Dariusz Klimczak, wiceprezes PSL: Lewica nie jest taka straszna, na jaką wygląda

Dariusz Klimczak / Fot. Konrad Tomaszewski, Radio Wnet

Uważam, że porozumienie z Polską 2050 to będzie dłuższe i mam nadzieję, że wystartujemy razem nie tylko w wyborach parlamentarnych, ale nasz sojusz także będzie trwał w wyborach samorządowych.

Zachęcamy do wysłuchania całej audycji!

Gościem Poranka Wnet był Dariusz Klimczak, poseł i wiceprezes PSL-u, który mówił o działaniach rządu w ramach kryzysu zbożowego:

To, że Prawo i Sprawiedliwość odpuściło miejsce, które jest dla nich najważniejsze, odpuściło, albo po prostu od samego początku nie dbało, bo wydawało, że głosy polskiego rolnika, człowieka, który mieszka na wsi PiS-owi były tylko potrzebne wtedy, kiedy idą wybory, a jak trzeba po kolei rozwiązywać określone problemy to PiS to zaniedbał całkowicie.

Gość Poranka Wnet podkreślał, że współpraca z ugrupowaniem Szymona Hołowni będzie nie tylko na jedne wybory:

Uważam, że porozumienie z Polską 2050 to będzie dłuższe porozumienie i mam nadzieję, że wystartujemy razem nie tylko w wyborach parlamentarnych, ale nasz sojusz także będzie trwał w wyborach do sejmików województw w kwietniu przyszłego roku.

Jesteśmy dwoma podmiotami politycznymi. My sporo lat spędziliśmy w polityce, czerpiemy z doświadczeń naszych poprzednich liderów i także szanujemy to, co mówią nowe ruchy polityczne, ponieważ, także trzeba brać pod uwagę to, co zmienia się w polityce. A w polskiej polityce także są zmiany, mimo niestety trwającego duopolu dwóch dużych partii – podkreślił Dariusz Klimczak.

Wiceprezes PSL, wskazał że nie obawia się, że Szymon Hołownia umówi się na wspólny start z Donaldem Tuskiem:

Jedyne wspólne podpisy to są na liście obecności w Sejmie, żadnych innych podpisów nie ma. To skuteczność jest bardzo ważna w polityce, ja nie dziwię się Koalicji Obywatelskiej, że są troszeczkę skonfundowany tym, że Szymon Hołownia woli rozmawiać z Kosiniaka-Kamysza niż z Donaldem Tuskiem.

(Wpisy danych)
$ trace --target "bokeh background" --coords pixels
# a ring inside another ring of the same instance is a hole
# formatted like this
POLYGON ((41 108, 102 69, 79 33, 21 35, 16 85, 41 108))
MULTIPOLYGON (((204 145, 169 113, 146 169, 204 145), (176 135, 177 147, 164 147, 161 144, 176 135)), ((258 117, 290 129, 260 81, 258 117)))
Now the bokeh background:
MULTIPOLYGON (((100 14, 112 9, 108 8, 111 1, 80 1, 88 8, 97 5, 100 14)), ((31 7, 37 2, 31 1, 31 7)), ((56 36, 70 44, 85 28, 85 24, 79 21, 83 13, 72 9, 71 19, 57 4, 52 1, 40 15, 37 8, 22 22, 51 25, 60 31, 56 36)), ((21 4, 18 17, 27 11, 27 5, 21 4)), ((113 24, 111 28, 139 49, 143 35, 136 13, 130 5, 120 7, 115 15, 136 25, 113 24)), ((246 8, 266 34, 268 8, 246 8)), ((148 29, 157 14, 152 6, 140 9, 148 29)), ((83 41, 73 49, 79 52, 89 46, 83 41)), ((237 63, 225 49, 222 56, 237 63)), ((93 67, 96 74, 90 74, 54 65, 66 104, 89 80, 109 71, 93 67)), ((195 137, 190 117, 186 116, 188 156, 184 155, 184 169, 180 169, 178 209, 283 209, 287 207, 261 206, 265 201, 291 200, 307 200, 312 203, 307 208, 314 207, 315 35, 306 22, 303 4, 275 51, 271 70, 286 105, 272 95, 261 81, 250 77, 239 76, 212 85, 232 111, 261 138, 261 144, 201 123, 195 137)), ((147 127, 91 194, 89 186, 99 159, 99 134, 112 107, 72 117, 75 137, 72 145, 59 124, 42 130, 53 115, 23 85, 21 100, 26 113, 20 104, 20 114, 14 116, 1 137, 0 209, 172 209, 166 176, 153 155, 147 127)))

**Zadania do wykonania**
**A)** Na podstawie tekstu źródłowego proszę odpowiedzieć na poniższe pytania:
(i) Jakie funkcje pełnił Dariusz Klimczak, gość Poranka Wnet?
(ii) Kiedy mają się odbyć wybory do sejmików województw, w których według Dariusza Klimczaka ma trwać sojusz z Polską 2050?
(iii) Gdzie znajdują się, według Dariusza Klimczaka, jedyne wspólne podpisy?
**B)** Proszę przedstawić w formie listy numerowanej, z pominięciem pustych wierszy, tę część wpisów, która zaczyna się od ich początku i kończy wierszem zawierającym „Now the bokeh”, łącznie z tym wierszem.
Wpisy nie mają żadnego związku z tekstem źródłowym.

**Odpowiedzi do zadań**
**A)**
(i) Był posłem i wiceprezesem PSL-u.
(ii) W kwietniu przyszłego roku.
(iii) Na liście obecności w Sejmie.

**B)**
1. $ trace --target "bokeh background" --coords pixels
2. # a ring inside another ring of the same instance is a hole
3. # formatted like this
4. POLYGON ((41 108, 102 69, 79 33, 21 35, 16 85, 41 108))
5. MULTIPOLYGON (((204 145, 169 113, 146 169, 204 145), (176 135, 177 147, 164 147, 161 144, 176 135)), ((258 117, 290 129, 260 81, 258 117)))
6. Now the bokeh background:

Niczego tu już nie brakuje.